◆ **PASSAGE PROVIDED**:
If you spend your time chasing teachers, that is your practice and that is what you get good at. If you spend your time sitting at the feet of a master, that is your practice and you will probably get haemorrhoids. If you spend time trying to acquire aiki skills, you will simply get good at trying. There are countless examples of students attending the classes of masters with excellent aiki skills who can’t do what the teacher is showing, but still they go. Everything changes. Aiki skills come when you are less driven by ambition, and stop trying to imitate someone else. What am I practicing at this moment is a question we should all be asking in our dojos.

In a sense managing change is an oxymoron. It can be resisted, it can be adapted to, it can be embraced, but the only sure thing is that it will always happen – it is a force of nature. We are part of that nature, and if we have the courage to unify ourselves with that nature and realise that it is our natural heritage as human beings then change will be less problematic. This unification is not something that a teacher can give you, a teacher can only facilitate. The student must do it themselves. The fact of the matter is that such facilitators are rare in Aikido, or anywhere else. O Sensei could not give what he had to anyone; he simply encouraged people to find it for themselves – to be one with the universe. While there have been obvious gains in terms of accessible knowledge and experience in the expansion of Aikido, perhaps what has been lost is the simplicity of a teacher and a few students practicing and growing together. In his travels around Japan this is what O Sensei did, spending time with different teachers and a few students. It is, after all, how he began.


Leave a Reply to Araki-Metcalfe Paul Cancel reply

  • Incredibly great! I’m with you, sir.

    All of this rings so true to me having experienced so much of what was written above myself. I often reflect on O’Sensei’s path as I reflect on my own. It has been fraught with enigma and often, to some, it is indiscernible. Ironic that this is also part of the way and the example of the founder. A beautiful, imperfect, person of great connection to the source of creation. Mine, ours, and his…. people get all tied up in knots concerning themselves with being as ‘spiritual as O’sensei’ or as martially proficient as him or his predecessprs. But what folks tend to miss, or I tend to miss, is embracing the imperfections of a perfect path.

    I remember the culture shock I experienced when I first encountered aikido forums. I first ventured to them searching for a community in aikido after having lost my own of 15 years. I longed for the courtesy at the dojo, the sincerity of shugyo of people on a dedicated path, and the assumption that maybe there was more to this than our silly little minds could grab a hold of. In short, I expected to find aikido and what I found was war. War with aikido, war with each other, war with nature, war with love.

    But that, I feel, is also a part of the path. Looking for the real way means looking within and practicing without. Doctor heal thyself!

    I also believe that O’Sensei was mending his soul, I’ve felt it for myself in these troubled times, and was concerned with his path knowing that being a light in the world means addressing your own darkness and staying true to your heart mitigated direction.

◆ **MATERIAL**:
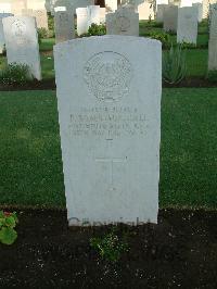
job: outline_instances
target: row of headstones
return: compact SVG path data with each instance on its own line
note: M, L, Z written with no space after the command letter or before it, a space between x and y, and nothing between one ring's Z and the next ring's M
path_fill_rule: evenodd
M177 33L177 42L196 45L199 10L196 7L167 5L163 11L165 32Z
M130 9L120 9L118 13L132 13ZM135 13L135 12L133 12ZM114 16L114 15L113 15ZM126 14L125 14L126 16ZM117 17L123 23L123 14ZM138 22L138 15L137 15ZM113 23L116 23L113 18ZM5 48L8 63L27 64L33 76L41 79L40 55L38 46L38 35L35 17L30 16L10 16L2 20L3 32L5 37ZM131 22L125 22L126 26ZM115 24L115 26L117 26ZM136 25L131 25L136 27ZM189 29L189 26L187 25ZM129 30L127 30L129 32ZM126 30L123 32L126 35ZM208 70L217 70L217 4L213 4L210 9L210 32L208 46Z
M128 7L119 7L114 13L105 15L105 9L99 5L77 8L77 34L88 33L92 23L106 23L107 35L139 36L139 14ZM56 43L75 38L74 15L67 8L59 7L54 12Z

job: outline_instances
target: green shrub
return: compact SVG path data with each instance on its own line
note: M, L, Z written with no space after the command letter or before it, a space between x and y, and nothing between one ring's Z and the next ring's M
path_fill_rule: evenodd
M210 83L217 83L217 70L208 71L206 79Z
M106 261L117 262L128 251L126 240L119 238L114 229L102 238L91 238L90 246Z
M18 223L16 213L9 213L0 211L0 242L4 244L12 244L16 238L17 233L15 226Z
M3 85L24 85L33 79L29 67L24 64L12 63L0 72L0 83Z
M186 48L188 48L188 49L194 49L194 48L196 48L196 45L194 45L194 43L188 43L188 42L184 42L184 41L181 42L180 46L181 46L182 49L186 49Z
M170 47L169 51L163 54L162 75L164 81L168 84L178 84L187 75L186 51L181 46Z
M49 32L46 28L38 28L38 36L43 39L48 38Z
M87 34L82 34L81 37L88 37L88 36L101 36L106 34L106 27L104 24L94 24L92 23L91 26L88 29Z
M170 46L170 36L167 33L156 33L156 32L152 32L150 33L150 37L152 39L156 39L159 40L162 42L162 47L163 48L168 48Z

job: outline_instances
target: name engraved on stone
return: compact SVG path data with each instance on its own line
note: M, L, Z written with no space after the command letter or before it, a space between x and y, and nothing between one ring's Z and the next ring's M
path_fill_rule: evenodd
M142 136L146 130L146 120L136 108L84 108L80 113L71 114L69 130L74 137Z
M129 93L132 68L124 55L104 51L86 63L84 78L97 99L117 101Z

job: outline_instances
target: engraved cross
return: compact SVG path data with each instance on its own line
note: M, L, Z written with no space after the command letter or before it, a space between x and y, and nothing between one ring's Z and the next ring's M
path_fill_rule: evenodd
M125 158L98 158L95 162L110 163L110 190L116 190L114 185L114 165L116 163L123 163L127 161L127 156Z

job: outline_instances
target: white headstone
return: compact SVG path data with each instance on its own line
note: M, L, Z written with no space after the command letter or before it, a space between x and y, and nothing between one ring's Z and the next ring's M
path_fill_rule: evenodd
M156 22L161 23L164 22L164 11L166 9L166 4L158 4L157 12L156 12Z
M208 70L217 71L217 4L210 5Z
M161 42L75 39L54 59L69 225L157 223Z
M77 8L77 35L86 34L89 28L89 13L87 8Z
M46 9L54 15L55 7L66 7L66 10L75 13L77 8L87 8L88 5L94 5L94 0L47 0Z
M105 23L105 8L100 8L100 23Z
M26 64L33 76L41 79L40 55L36 20L29 16L2 20L8 63Z
M164 30L177 32L178 7L167 5L164 10Z
M22 10L27 9L27 0L13 0L11 3L12 13L15 16L22 15Z
M55 43L75 38L74 17L67 11L54 13Z
M168 0L156 0L156 11L158 11L158 5L168 5Z
M33 10L33 16L36 17L37 28L44 28L48 30L48 15L44 9Z
M138 5L139 20L154 20L153 5L149 2Z
M54 12L59 12L59 11L67 11L67 9L66 7L55 7Z
M202 22L202 20L203 20L203 4L202 3L193 3L192 7L196 8L197 20L199 20L199 22Z
M115 12L117 10L117 0L105 0L106 12Z
M177 42L196 45L197 38L197 9L183 7L178 10Z
M0 3L0 13L11 13L11 3Z
M3 52L4 45L5 45L2 20L5 18L5 17L9 17L9 16L13 16L13 14L11 14L11 13L0 13L0 53Z
M100 5L89 5L87 7L88 9L88 21L89 21L89 26L94 23L94 24L100 24Z
M139 36L139 14L132 9L122 7L115 13L108 13L106 18L106 34Z

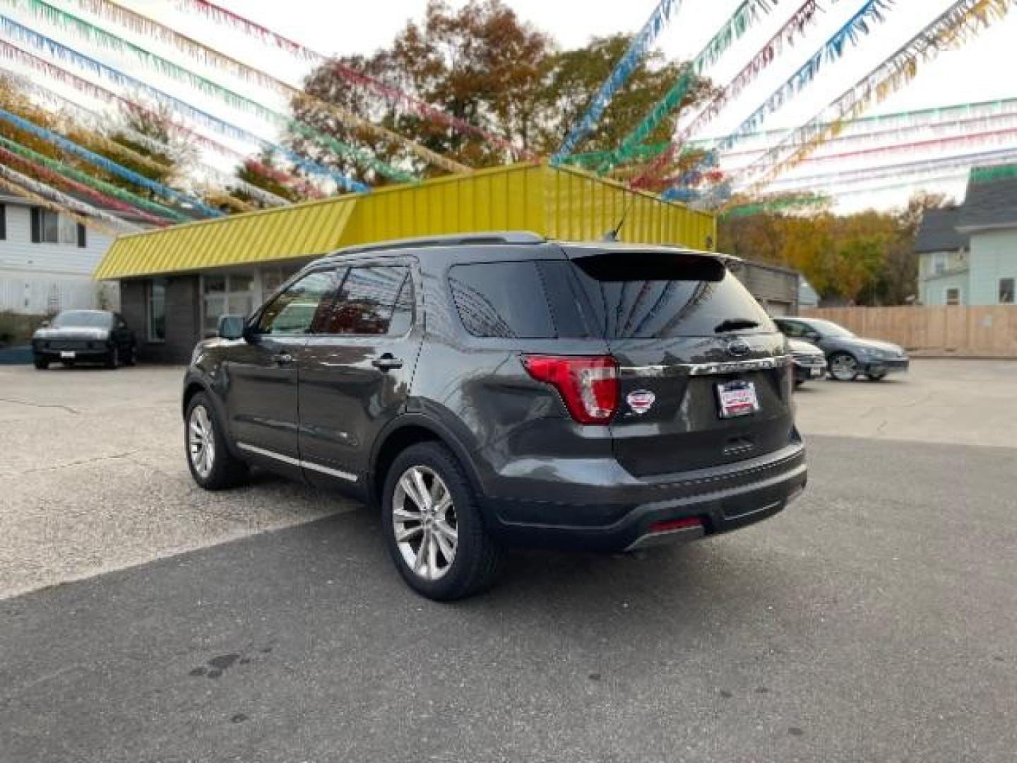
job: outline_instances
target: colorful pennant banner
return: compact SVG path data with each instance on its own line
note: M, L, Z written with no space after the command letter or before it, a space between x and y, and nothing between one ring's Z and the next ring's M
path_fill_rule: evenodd
M551 157L551 164L560 164L565 157L576 151L587 135L593 132L593 128L597 126L597 122L600 121L600 117L607 109L614 94L629 81L633 72L643 61L647 51L650 50L664 26L667 25L671 15L681 7L681 2L682 0L660 0L649 20L633 40L624 55L621 56L621 60L614 66L604 83L600 85L600 90L597 91L590 106L587 107L586 113L565 136L554 156Z
M972 183L992 183L996 180L1009 180L1017 177L1017 165L1008 164L1000 167L975 167L971 170Z
M84 146L78 145L73 140L69 140L63 135L58 135L56 132L49 130L45 127L37 125L35 122L29 122L27 119L19 117L17 114L11 114L5 109L0 109L0 120L3 120L9 124L14 125L18 129L24 130L25 132L31 132L36 137L40 137L44 140L49 140L51 143L63 149L64 151L79 157L96 167L99 167L107 172L122 177L124 180L129 180L135 185L140 185L143 188L147 188L153 193L156 193L163 198L167 198L183 207L193 207L201 212L205 217L218 218L222 217L223 213L219 210L208 207L203 203L200 199L190 196L186 193L181 193L180 191L174 190L167 185L156 182L143 175L138 175L136 172L117 164L112 159L107 159L106 157L91 152Z
M823 172L803 175L796 178L786 178L775 181L771 187L779 188L781 192L806 190L815 187L833 185L853 185L877 180L899 178L902 175L928 172L943 172L945 170L970 170L973 167L997 165L1012 162L1017 158L1017 149L997 149L973 154L958 154L950 157L925 159L914 162L900 162L882 167L868 167L857 170L841 170L839 172ZM738 191L739 195L743 191Z
M1017 127L1017 112L1013 114L995 114L989 117L958 119L951 122L933 122L919 124L914 127L891 127L890 129L873 130L872 132L856 132L850 134L841 133L836 137L831 137L825 144L831 148L840 148L850 144L869 145L875 143L880 145L882 149L892 151L896 146L907 148L909 145L919 144L921 141L916 140L916 138L928 137L930 140L947 140L954 137L963 138L969 135L977 135L983 132L1004 129L1008 126ZM884 145L887 141L890 141L892 144ZM734 151L729 154L725 154L724 161L725 163L728 163L737 157L758 157L765 154L767 151L767 149ZM824 154L823 156L810 157L804 161L821 162L826 160L829 156L838 155ZM738 170L729 168L728 171L737 172Z
M800 164L820 145L856 119L873 104L911 81L920 62L932 60L942 50L963 45L994 20L1013 8L1015 0L957 0L896 53L858 80L813 119L795 129L764 157L746 168L745 174L763 175L752 185L755 192L774 178ZM790 150L790 154L781 155Z
M124 201L132 207L138 208L138 210L147 210L151 213L155 213L155 215L161 216L162 219L158 219L158 222L160 223L165 224L165 219L172 220L176 223L188 223L191 220L186 215L182 215L176 210L171 210L168 207L163 207L160 203L156 203L155 201L151 201L147 198L138 196L137 194L131 193L130 191L121 188L117 185L113 185L112 183L107 183L105 180L100 180L99 178L95 178L88 173L82 172L81 170L77 169L76 167L71 167L70 165L67 165L63 162L59 162L56 159L47 157L43 154L40 154L39 152L33 151L26 145L22 145L21 143L15 140L11 140L9 138L0 136L0 145L2 145L4 149L10 152L13 152L14 154L17 154L20 157L23 157L26 160L35 162L37 165L42 165L53 172L59 173L60 175L64 175L67 178L76 180L79 183L92 186L96 190L102 191L107 196L118 198L121 201ZM142 217L144 217L143 214ZM153 220L152 222L157 222L157 221Z
M78 0L79 2L89 2L89 0ZM91 0L92 3L101 3L102 0ZM288 52L289 54L302 58L306 61L311 61L315 65L321 65L325 61L328 61L330 57L321 53L317 53L306 46L296 43L289 38L283 37L272 30L262 26L255 21L246 18L245 16L235 13L231 10L223 8L216 3L208 2L208 0L178 0L178 5L187 8L189 10L195 10L199 13L204 14L208 18L213 19L217 23L228 25L234 30L242 32L243 34L258 40L259 42L266 45L274 45L281 50ZM393 105L402 105L404 108L412 111L414 114L419 116L421 119L429 119L433 122L443 124L446 127L461 133L470 134L478 137L491 145L496 145L503 151L507 152L512 157L522 157L530 161L538 159L538 157L532 152L521 150L513 144L513 142L500 135L491 132L490 130L485 130L477 125L470 124L464 119L453 116L452 114L443 111L435 106L431 106L425 101L421 101L409 93L399 90L398 87L393 87L392 85L385 84L379 79L375 79L368 74L352 69L349 66L345 66L339 61L330 61L330 66L333 71L335 71L339 76L346 79L351 84L359 85L381 96L385 101ZM246 74L243 72L234 72L237 76L246 78Z
M141 114L145 114L152 117L153 119L161 120L160 115L153 112L146 106L136 101L131 101L130 99L124 98L123 96L117 95L113 91L107 90L106 87L102 87L101 85L91 82L87 79L82 79L76 74L67 71L67 69L64 69L61 66L57 66L56 64L50 63L49 61L43 58L39 58L38 56L35 56L32 53L28 53L27 51L18 48L16 45L11 45L5 40L0 40L0 55L3 55L5 58L11 59L13 61L17 61L18 63L26 64L33 67L34 69L38 69L39 71L45 73L48 77L56 79L61 83L69 84L79 93L82 93L88 96L89 98L94 98L97 101L102 101L104 103L112 104L113 106L116 106L118 108L128 107L129 109L137 111L138 113ZM31 77L18 75L17 84L18 86L23 87L24 90L31 91L35 96L42 98L50 103L56 104L57 108L70 107L71 110L75 109L83 110L83 107L78 106L73 101L64 98L60 94L39 83L39 81ZM96 112L88 112L88 113L95 115L95 117L100 122L103 121L102 115L99 115ZM165 122L165 120L161 121ZM273 167L265 167L256 160L248 157L246 154L236 151L227 145L226 143L222 143L218 140L215 140L214 138L211 138L207 135L204 135L200 132L196 132L195 130L190 129L189 127L179 123L176 120L165 122L165 124L167 128L171 129L175 134L180 135L187 142L200 145L202 149L215 152L219 156L226 157L233 161L246 164L248 167L250 167L252 172L258 175L262 175L263 177L270 178L272 180L275 180L276 182L281 183L283 185L292 186L297 190L299 190L303 195L309 198L320 198L322 195L321 191L318 188L307 183L306 181L294 177L293 175L290 175L289 173L284 172L283 170L276 169ZM256 185L252 185L243 180L240 180L239 178L231 178L231 182L233 182L235 185L237 185L237 187L242 188L252 196L262 197L262 200L265 200L270 204L274 202L273 199L278 199L280 203L289 203L289 201L287 201L285 198L281 196L276 196L273 193L268 193L268 191L265 191Z
M770 212L784 212L785 210L803 210L807 208L824 209L830 206L829 196L821 196L816 193L804 193L789 196L779 196L776 198L763 198L752 203L737 204L724 210L721 218L744 218L754 215L761 215Z
M816 21L819 10L819 0L805 0L791 14L791 17L777 30L777 33L760 48L749 63L734 75L734 78L680 130L667 151L658 156L639 177L633 180L633 185L637 188L645 187L650 180L659 177L692 135L699 132L727 104L737 98L763 69L779 58L785 50L793 47L798 40L804 38L806 30Z
M0 149L0 152L2 151L3 150ZM7 153L9 154L9 152ZM0 174L3 174L3 176L10 182L17 183L22 188L27 188L33 193L49 198L54 203L60 204L61 207L76 213L76 215L79 216L78 218L75 218L78 222L81 222L80 218L95 218L106 225L109 225L112 230L117 231L114 235L119 235L120 233L138 233L141 230L136 225L131 225L125 220L121 220L114 215L110 215L108 212L98 210L92 204L87 204L84 201L79 201L72 196L68 196L63 191L59 191L41 180L36 180L27 175L22 175L20 172L11 169L7 165L0 164Z
M833 37L827 40L787 81L774 91L766 101L734 130L718 143L718 149L730 149L742 135L758 130L763 121L778 111L785 103L804 90L819 73L825 61L833 61L844 54L844 46L857 45L860 36L872 31L874 21L883 21L884 13L891 7L891 0L868 0Z
M80 16L61 10L51 3L46 2L46 0L18 0L18 2L20 5L27 7L28 10L36 14L36 16L44 19L48 23L59 26L62 30L73 31L76 35L78 35L78 37L85 40L89 45L107 48L121 55L132 55L142 65L153 71L159 72L165 76L173 77L179 81L186 82L189 86L194 87L207 96L218 98L231 108L246 111L250 114L256 115L260 119L265 119L267 121L286 126L290 129L294 129L315 142L318 142L321 145L336 152L339 156L346 157L350 161L355 162L364 168L371 169L383 177L387 177L399 182L413 182L416 180L412 174L393 167L386 162L382 162L370 152L357 149L356 146L340 140L333 135L328 135L320 130L317 130L304 122L293 119L282 112L270 109L257 101L246 98L245 96L242 96L229 87L221 85L218 82L202 76L201 74L197 74L190 69L175 63L174 61L153 53L139 45L128 42L127 40L124 40L123 38L120 38L101 26L97 26ZM279 84L283 83L279 82ZM296 89L290 90L293 93L299 93ZM344 111L344 113L346 112ZM348 113L347 115L350 117L353 116ZM367 129L371 126L371 123L367 122L367 120L359 119L359 117L356 117L355 120L357 122L357 126L363 129ZM404 143L406 142L405 138L397 135L396 133L391 133L390 137L392 136L400 138Z
M0 137L0 141L5 141L5 138ZM13 151L8 151L4 146L0 146L0 158L7 160L8 162L14 162L25 168L28 172L33 172L41 178L49 180L52 183L57 183L59 185L66 185L71 190L77 191L78 193L88 196L101 204L108 207L111 210L117 210L119 212L127 213L129 215L134 215L136 217L145 220L153 225L160 228L164 228L169 225L169 222L165 218L157 217L156 215L149 215L142 210L136 209L129 203L124 203L118 198L109 196L101 191L96 190L96 188L87 183L80 183L76 180L71 179L49 167L33 162L27 158L21 156L19 153L14 153Z
M58 23L64 22L74 25L86 23L69 13L64 13L60 9L53 6L52 3L46 2L46 0L19 1L21 3L28 4L31 8L37 9L36 12L41 13L45 17L51 19L55 17L59 19L57 21ZM342 106L328 103L327 101L323 101L319 98L314 98L313 96L288 84L278 77L272 76L271 74L253 66L248 66L242 61L239 61L231 56L227 56L215 48L203 45L193 38L182 35L166 24L156 21L155 19L141 15L140 13L135 13L134 11L125 8L123 5L113 2L113 0L76 0L76 2L78 5L89 10L96 15L108 18L113 22L126 26L136 33L153 37L163 43L172 45L178 50L191 56L191 58L204 66L211 66L227 71L234 76L244 79L245 81L254 82L262 87L273 90L288 100L292 101L296 99L309 105L313 105L318 109L328 112L347 127L380 135L391 142L403 145L428 164L441 167L450 172L471 171L471 169L466 165L460 164L459 162L455 162L447 157L437 154L436 152L421 145L416 140L413 140L405 135L401 135L395 130L390 130L388 128L371 122L368 119L363 119L348 109L344 109ZM87 30L85 30L85 32L87 32ZM106 34L112 36L112 33L107 32Z
M333 180L340 188L346 190L354 191L357 193L366 193L370 190L366 185L358 180L338 172L327 167L323 167L315 162L304 159L294 152L278 144L271 140L266 140L262 137L255 135L254 133L243 129L237 125L227 122L223 119L208 114L205 111L197 109L190 104L181 101L178 98L165 93L158 87L155 87L146 82L143 82L136 77L132 77L129 74L125 74L119 69L115 69L112 66L107 66L106 64L98 61L94 58L85 56L72 48L62 45L55 40L51 40L45 35L40 35L39 33L28 28L27 26L18 23L17 21L8 18L7 16L0 14L0 30L17 37L19 40L27 42L29 45L38 48L40 50L48 51L51 55L55 56L60 60L66 60L73 63L75 66L81 69L85 69L95 74L103 76L110 81L114 82L117 86L123 87L125 90L135 89L139 92L143 92L148 98L157 101L161 104L167 104L171 106L175 111L188 119L191 119L198 124L208 127L211 129L217 130L222 134L228 135L232 138L238 140L246 140L253 142L256 145L267 148L271 151L278 152L280 156L283 156L294 166L300 167L305 172L309 174L317 175L319 177L326 177ZM5 50L9 48L5 47ZM41 60L41 59L40 59ZM48 62L47 62L48 63Z
M989 119L1006 114L1017 114L1017 98L1000 99L998 101L977 101L967 104L951 104L949 106L935 106L930 109L916 109L913 111L897 111L890 114L880 114L871 117L858 117L844 124L841 139L853 136L854 131L892 130L909 129L924 126L936 126L947 123L956 123L965 120ZM828 124L821 125L828 127ZM792 132L792 128L761 130L746 135L746 138L766 140L772 138L787 137ZM729 135L718 135L717 137L698 138L689 140L685 144L690 148L710 149L718 142L729 137ZM758 151L765 151L758 150ZM738 152L729 152L725 156L735 156Z
M776 0L773 1L776 2ZM602 163L600 173L603 174L614 165L635 159L643 142L653 134L653 131L668 114L681 105L681 101L687 95L696 78L716 63L727 52L731 44L749 31L762 12L770 11L770 0L743 0L735 8L734 13L721 24L720 30L710 39L706 47L693 59L691 66L681 72L671 89L654 105L643 121L622 138L618 148Z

◆ **WHAT YOU WILL DO**:
(a) Repeat the aikido passage word for word from "But that, I" to "heart mitigated direction.".
(b) Carry on the aikido passage, starting right after its last sentence.
The entries are separate material and have no connection to the aikido passage.

◆ **RESULTS IN ORDER**:
(a)
But that, I feel, is also a part of the path. Looking for the real way means looking within and practicing without. Doctor heal thyself!

    I also believe that O’Sensei was mending his soul, I’ve felt it for myself in these troubled times, and was concerned with his path knowing that being a light in the world means addressing your own darkness and staying true to your heart mitigated direction.

(b)
    O’Sensei remains not just as my inspiration but as a brother or father on a path through infinity, starting here. I felt it from the day I began training, as if I had stepped into a home I had been to as a baby. I feel it now. And I’m glad for it.

    In my dojo, where I’m the teacher, we just do what we do practicing the forms the best way we can and listening to the flow of time, ancestry, emotion,and whatever other junk floats down the stream. We have a gritty love for aikido and we just keep polishing.

    Thanks So Much!

  • …There is Aikido, then there is aikido. Aikido has dojos, mats, uniforms, ranks… aikido has none of that. People do what they want, study or not. For some there is a fit with Aikido, for some there isn’t. Of the latter some go to other martial arts. Some simply don’t do martial arts any more. Some may have gotten some hint from Aikido of a personal message, or have had their curiosity engaged. They drop out of sight, but continue their own path as best they can with the tools they’ve acquired…

  • I really enjoyed your article and totally agree with what you had to say, well said, well done.

    So many people spend their whole lives resisting change, yet nature and the world do it all the time without thought, or wasting time foolishly resisting it.

    I believe we are doomed as a race due to our stubborn resistance to change.

    Let go people, go with the flow instead of fighting change, we should all embrace it.

    Evolve naturally and freely, as we really have no control of our surroundings no matter how powerful we think we are as a person, race, nation.
    Good luck, good life, good Aikido
    Araki-Metcalfe Paul

  • An inciteful follow up to an interesting initial article.

    I feel George give a little bit too much credit to the Aiki expo of just 10 years ago. Even in my limited experience which draws towards 20 years, I have since day 1 heard discussions about the weaknesses of ‘budo sportif’ (correct!!! an expression clearly sourced from France) when compared to true Aiki practice built upon a foundation of ‘ceaseless kotai’ – our mutual friend Mr. Thompson will recognise these words.

    However the influence of the internet and the TV, both good and bad has to be acknowledged. At its best it provides a gateway to those that have no concept that true aiki can deliver power beyond the physical – at worst it provides ample opportunity for swine to slander pearls cast before them.

    Looking for the good – of course it can separate the magnificent from the mundane and it can highlight the bloody awful. It can encourages the honest to look at their own training and recognise areas of weakness. Thus it empowers the open minded to seek out improvements and audit themselves.

    Is this a change though? surely there have always been those that constantly strive to improve, to make the circle of their movements smaller and the circle of their power larger? There have always been those that do this …and those that do not.

    I’ve also been told since day 1 that Aikido IS Change – change the software in your head, reprogram yourself not to fight but to relax and go with the flow.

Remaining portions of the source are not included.